++++ Texte d'étude ++++

Une étude de dents fossiles révèle que les hominidés préhistoriques ont été exposés au plomb pendant au moins 2 millions d'années, influençant potentiellement l'évolution du cerveau. Les humains modernes semblent s'être mieux adaptés à la toxine que des parents comme les Néandertaliens, selon une recherche utilisant des échantillons anciens et des organoïdes cérébraux. Cependant, certains experts remettent en question l'ampleur de cette exposition et ses implications évolutives.
L'intoxication au plomb, longtemps considérée comme un problème moderne lié à l'industrialisation et progressivement éliminée depuis les années 1980, pourrait avoir affecté les hominidés anciens pendant des millions d'années. Des chercheurs dirigés par Renaud Joannes-Boyau à l'Université Southern Cross à Lismore, en Australie, ont analysé 51 dents fossiles d'espèces incluant Australopithecus africanus, Paranthropus robustus, Gigantopithecus blacki, Homo neanderthalensis et Homo sapiens. Ces fossiles proviennent de sites en Australie, en Asie du Sud-Est, en Chine, en Afrique du Sud et en France.
En utilisant l'ablation laser, l'équipe a détecté des bandes de plomb dans les dents, indiquant une exposition pendant les périodes de croissance provenant de sources environnementales comme l'eau contaminée, le sol ou l'activité volcanique. Des niveaux de plomb notablement élevés sont apparus dans les dents de Gigantopithecus blacki de Chine. « Si c'était un humain moderne avec cette quantité de plomb dans son corps, je dirais que cette personne faisait face à une exposition élevée due à l'industrie ou à des activités anthropiques », a déclaré Joannes-Boyau.
Pour explorer les différences évolutives, les chercheurs ont créé des organoïdes cérébraux modélisant les versions néandertaliennes et humaines modernes du gène NOVA1 et ont testé la neurotoxicité du plomb. « Ce que nous voyons, c'est que le NOVA1 moderne est beaucoup moins stressé par la neurotoxicité du plomb », a noté Joannes-Boyau. L'exposition a perturbé le gène FOXP2 dans les versions archaïques, qui est lié à la cognition, au langage et à la cohésion sociale. « Et il est moins neurot oxique pour les humains modernes que pour les Néandertaliens, ce qui aurait donné un très grand avantage à Homo sapiens et implique que le plomb a joué un rôle dans notre voyage évolutif », a-t-il ajouté.
Le plomb est particulièrement nocif pour les enfants, affectant le développement physique et mental, et provoque des symptômes graves chez les adultes. Pourtant, Tanya Smith de l'Université Griffith à Brisbane, en Australie, critique les résultats. « C'est un article vraiment complexe qui fait des affirmations hautement spéculatives », a-t-elle dit. Smith argue que le nombre limité et la distribution des fossiles ne prouvent pas une exposition constante sur 2 millions d'années, bien que le plomb naturel chez les primates sauvages et les hominines anciens ne soit pas surprenant sur la base d'études antérieures.
La recherche a été publiée dans Science Advances (DOI : 10.1126/sciadv.adr1524).

++++

» Exercices:
1. Répondez d'après le texte sur le plomb :
(a) Combien de dents fossiles l'équipe de Renaud Joannes-Boyau a-t-elle analysées ?
(b) Dans les dents de quelle espèce des niveaux de plomb notablement élevés sont-ils apparus ?
(c) Dans quelle revue la recherche a-t-elle été publiée ?
2. Recopiez fidèlement tout le passage du texte sur le plomb, de « Le plomb est » jusqu'à « (DOI : 10.1126/sciadv.adr1524). ».
Les entrées qui suivent forment un matériau distinct du texte sur le plomb.

++++ Données brutes ++++

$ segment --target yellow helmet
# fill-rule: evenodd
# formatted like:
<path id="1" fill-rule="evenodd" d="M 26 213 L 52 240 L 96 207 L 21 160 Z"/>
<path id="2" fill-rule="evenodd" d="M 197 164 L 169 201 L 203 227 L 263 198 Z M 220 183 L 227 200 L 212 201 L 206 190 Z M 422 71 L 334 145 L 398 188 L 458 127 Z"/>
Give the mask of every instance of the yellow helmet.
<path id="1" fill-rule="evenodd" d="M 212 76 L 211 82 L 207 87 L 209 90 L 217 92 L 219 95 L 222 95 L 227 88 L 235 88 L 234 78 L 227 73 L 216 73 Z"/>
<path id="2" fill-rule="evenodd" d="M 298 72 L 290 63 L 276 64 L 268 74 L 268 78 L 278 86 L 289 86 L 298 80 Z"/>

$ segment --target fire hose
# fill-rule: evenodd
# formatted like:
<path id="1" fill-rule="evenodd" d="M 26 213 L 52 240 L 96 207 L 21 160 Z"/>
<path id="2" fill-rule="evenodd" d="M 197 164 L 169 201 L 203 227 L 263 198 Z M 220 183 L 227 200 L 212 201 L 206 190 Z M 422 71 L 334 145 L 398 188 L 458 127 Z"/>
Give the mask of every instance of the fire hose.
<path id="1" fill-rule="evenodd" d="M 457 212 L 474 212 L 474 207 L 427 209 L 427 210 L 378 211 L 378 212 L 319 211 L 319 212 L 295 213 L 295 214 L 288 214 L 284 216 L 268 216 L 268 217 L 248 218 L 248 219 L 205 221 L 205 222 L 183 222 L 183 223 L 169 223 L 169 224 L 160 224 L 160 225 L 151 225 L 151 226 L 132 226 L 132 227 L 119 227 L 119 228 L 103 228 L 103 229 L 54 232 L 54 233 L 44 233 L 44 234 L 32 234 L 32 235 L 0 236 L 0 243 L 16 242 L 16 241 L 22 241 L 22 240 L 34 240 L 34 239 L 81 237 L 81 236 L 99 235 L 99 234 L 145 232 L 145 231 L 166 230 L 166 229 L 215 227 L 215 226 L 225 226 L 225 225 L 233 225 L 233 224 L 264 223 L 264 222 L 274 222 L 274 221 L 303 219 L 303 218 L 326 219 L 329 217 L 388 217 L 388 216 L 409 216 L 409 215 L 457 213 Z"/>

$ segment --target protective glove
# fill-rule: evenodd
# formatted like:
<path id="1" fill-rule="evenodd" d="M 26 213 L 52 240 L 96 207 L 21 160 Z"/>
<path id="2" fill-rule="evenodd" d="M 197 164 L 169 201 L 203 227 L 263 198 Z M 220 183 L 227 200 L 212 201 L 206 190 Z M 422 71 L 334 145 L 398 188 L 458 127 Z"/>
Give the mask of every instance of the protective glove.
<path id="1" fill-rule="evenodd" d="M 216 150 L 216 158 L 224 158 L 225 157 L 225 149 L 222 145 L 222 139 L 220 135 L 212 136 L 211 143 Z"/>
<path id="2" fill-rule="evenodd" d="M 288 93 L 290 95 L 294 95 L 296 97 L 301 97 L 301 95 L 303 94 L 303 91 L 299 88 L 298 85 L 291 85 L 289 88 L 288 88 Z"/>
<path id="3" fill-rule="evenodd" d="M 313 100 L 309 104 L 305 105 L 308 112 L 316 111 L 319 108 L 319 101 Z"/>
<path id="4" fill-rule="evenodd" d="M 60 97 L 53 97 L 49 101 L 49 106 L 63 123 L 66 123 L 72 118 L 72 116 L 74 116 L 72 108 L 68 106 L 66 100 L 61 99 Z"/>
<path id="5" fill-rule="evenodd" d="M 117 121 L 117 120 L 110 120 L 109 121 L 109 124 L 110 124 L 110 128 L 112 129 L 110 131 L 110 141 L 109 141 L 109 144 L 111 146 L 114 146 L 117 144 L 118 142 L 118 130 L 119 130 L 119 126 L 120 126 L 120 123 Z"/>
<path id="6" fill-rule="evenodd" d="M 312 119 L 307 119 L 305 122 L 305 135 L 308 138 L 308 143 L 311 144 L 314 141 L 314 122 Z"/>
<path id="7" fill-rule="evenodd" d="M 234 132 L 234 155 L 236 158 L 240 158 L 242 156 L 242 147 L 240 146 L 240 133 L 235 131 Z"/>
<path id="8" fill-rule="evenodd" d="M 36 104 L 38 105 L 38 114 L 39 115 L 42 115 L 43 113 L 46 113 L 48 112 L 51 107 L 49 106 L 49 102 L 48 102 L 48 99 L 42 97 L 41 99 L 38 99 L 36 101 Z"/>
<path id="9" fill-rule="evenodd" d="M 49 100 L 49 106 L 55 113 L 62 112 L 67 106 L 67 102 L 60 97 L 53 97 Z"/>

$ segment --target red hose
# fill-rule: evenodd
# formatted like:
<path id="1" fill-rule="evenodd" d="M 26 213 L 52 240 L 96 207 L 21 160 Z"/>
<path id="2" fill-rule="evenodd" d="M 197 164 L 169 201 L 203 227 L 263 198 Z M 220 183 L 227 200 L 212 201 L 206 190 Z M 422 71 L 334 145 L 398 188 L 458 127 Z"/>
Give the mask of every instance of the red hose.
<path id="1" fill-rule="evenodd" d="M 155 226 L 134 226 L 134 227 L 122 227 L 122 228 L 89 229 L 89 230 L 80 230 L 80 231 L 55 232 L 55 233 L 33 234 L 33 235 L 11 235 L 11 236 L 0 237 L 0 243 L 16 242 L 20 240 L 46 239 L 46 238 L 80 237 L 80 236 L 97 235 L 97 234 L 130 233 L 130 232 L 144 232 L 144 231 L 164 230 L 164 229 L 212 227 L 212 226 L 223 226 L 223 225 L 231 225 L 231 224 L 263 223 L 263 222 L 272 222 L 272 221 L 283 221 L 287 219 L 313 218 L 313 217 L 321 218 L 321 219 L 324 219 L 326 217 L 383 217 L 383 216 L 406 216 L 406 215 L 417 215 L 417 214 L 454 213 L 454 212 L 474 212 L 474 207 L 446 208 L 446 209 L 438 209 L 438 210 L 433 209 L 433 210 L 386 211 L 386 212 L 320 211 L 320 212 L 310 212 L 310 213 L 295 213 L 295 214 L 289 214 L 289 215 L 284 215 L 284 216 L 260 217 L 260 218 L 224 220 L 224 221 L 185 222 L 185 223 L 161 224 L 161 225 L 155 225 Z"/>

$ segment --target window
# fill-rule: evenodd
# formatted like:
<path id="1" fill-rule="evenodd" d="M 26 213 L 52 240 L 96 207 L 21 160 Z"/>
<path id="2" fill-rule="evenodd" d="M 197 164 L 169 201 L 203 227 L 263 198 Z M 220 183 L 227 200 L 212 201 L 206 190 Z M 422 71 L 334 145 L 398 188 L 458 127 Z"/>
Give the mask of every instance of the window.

++++

» Corrigé:
1.
(a) 51 dents fossiles.
(b) Gigantopithecus blacki, de Chine.
(c) Science Advances.

2.
Le plomb est particulièrement nocif pour les enfants, affectant le développement physique et mental, et provoque des symptômes graves chez les adultes. Pourtant, Tanya Smith de l'Université Griffith à Brisbane, en Australie, critique les résultats. « C'est un article vraiment complexe qui fait des affirmations hautement spéculatives », a-t-elle dit. Smith argue que le nombre limité et la distribution des fossiles ne prouvent pas une exposition constante sur 2 millions d'années, bien que le plomb naturel chez les primates sauvages et les hominines anciens ne soit pas surprenant sur la base d'études antérieures.
La recherche a été publiée dans Science Advances (DOI : 10.1126/sciadv.adr1524).